■ SET PROBLEM:
Copy the following records line for line, changing nothing.
--- Begin DATASET RECORDS ---
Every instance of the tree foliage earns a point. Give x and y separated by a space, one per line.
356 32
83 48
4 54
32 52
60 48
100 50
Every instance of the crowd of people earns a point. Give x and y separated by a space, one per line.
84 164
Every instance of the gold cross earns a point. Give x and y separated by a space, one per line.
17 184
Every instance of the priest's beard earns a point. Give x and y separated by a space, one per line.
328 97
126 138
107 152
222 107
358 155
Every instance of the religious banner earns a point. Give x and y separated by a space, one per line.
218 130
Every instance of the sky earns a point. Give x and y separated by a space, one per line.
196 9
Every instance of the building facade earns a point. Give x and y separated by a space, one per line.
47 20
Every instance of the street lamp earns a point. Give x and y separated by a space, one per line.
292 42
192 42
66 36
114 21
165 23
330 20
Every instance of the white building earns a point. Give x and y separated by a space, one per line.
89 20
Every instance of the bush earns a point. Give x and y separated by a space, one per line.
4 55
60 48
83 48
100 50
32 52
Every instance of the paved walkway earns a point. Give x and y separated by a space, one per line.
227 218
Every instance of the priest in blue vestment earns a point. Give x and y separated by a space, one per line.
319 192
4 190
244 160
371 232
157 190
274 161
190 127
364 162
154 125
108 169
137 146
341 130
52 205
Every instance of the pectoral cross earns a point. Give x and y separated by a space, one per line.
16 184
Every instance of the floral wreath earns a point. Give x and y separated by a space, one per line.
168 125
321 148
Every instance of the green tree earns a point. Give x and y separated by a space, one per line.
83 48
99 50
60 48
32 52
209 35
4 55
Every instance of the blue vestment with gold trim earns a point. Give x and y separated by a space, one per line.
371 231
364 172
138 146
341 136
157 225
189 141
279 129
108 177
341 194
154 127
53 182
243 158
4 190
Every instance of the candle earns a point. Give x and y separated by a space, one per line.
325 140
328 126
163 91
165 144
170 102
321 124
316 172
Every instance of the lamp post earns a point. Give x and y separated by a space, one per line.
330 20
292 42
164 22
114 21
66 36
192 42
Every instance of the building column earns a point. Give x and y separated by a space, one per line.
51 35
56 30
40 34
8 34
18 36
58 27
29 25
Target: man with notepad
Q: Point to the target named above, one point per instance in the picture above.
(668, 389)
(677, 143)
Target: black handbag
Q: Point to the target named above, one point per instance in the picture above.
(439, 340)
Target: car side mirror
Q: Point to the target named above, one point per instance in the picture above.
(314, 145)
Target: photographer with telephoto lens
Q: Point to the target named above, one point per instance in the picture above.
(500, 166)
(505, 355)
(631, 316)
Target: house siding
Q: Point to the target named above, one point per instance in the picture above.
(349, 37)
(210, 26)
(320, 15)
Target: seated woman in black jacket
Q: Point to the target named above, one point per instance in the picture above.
--- End DATASET RECORDS ---
■ RESULT OF THIS EXERCISE:
Every instance of the tree foliage earns a point. Give x and y separated by a space, one per line.
356 32
83 48
4 54
32 52
60 48
100 50
Every instance of the crowd of people earns a point. Give x and y separated by a space, one per line.
84 164
Every instance of the gold cross earns a point. Give x and y separated by a space, one per line.
17 184
Every instance of the priest's beard earns a point. Give x and y separated by a space, one per line.
328 97
126 138
107 152
222 107
358 155
Every instance of the religious banner earns a point. Give x and y separated by a space, one per line.
218 130
Every instance of the sky earns a point. Give x and y separated by a space, one per line.
196 9
Every instance of the building facade earns a point. Give x and y separated by a space, one per line.
47 20
Every instance of the street lamp earns a point. Give x and y separated by a space, one per line.
292 42
192 42
66 36
114 21
165 23
330 20
Every instance of the white building earns a point. Give x and y separated by a space, one per line.
89 20
Every instance of the bush earns a point. Give x and y separated by a space, one per line.
4 55
60 48
83 48
100 50
32 52
Every instance of the paved walkway earns a point. Give x and y separated by a space, one per line.
227 218
Every instance of the priest in blue vestment earns a point. Give x and y separated by a space, one per line.
319 192
4 190
244 160
371 232
157 190
274 161
190 127
364 162
154 125
108 169
137 146
341 130
52 205
Every instance of the pectoral cross earns a point. Give x and y separated by a space, one per line.
16 184
Every instance of the floral wreath earns a point. Give x and y separated by a space, one per line.
168 125
321 148
Every instance of the green tree earns a point. Give x and y separated by a space, one per line.
83 48
99 50
60 48
32 52
209 35
4 55
Every instance of the blue vestment with gold trim earns a point. Give x and y separated by a space, one per line.
371 231
364 172
138 146
341 136
157 225
189 141
279 129
108 177
341 194
154 127
53 182
243 158
4 190
Every instance of the candle earns a point. Give x and y separated by a space, one per line.
325 140
328 126
163 91
165 144
170 102
321 124
316 172
Every instance of the lamp post earns a point. Give x and y separated by a space, one per line.
330 20
292 42
164 22
114 21
66 36
192 42
Every instance of the building column earns a point. Give x and y separated by a space, one per line.
51 35
56 30
40 34
8 34
18 36
58 27
29 25
Target: man with notepad
Q: Point to the target named above, one point per instance in the picture above.
(668, 389)
(677, 143)
Target: black handbag
Q: Point to the target named above, one point per instance in the picture above.
(439, 340)
Target: car side mirror
Q: Point to the target named above, one point per instance in the picture above.
(314, 145)
Target: photographer with telephoto lens
Q: Point to the target named above, one point per instance in the picture above.
(500, 166)
(505, 355)
(631, 316)
Target: house siding
Q: Point to the target named above, one point per instance in the picture above.
(349, 37)
(210, 26)
(320, 15)
Target: seated woman in black jacket
Q: Point to the target named above, one point per instance in the picture above.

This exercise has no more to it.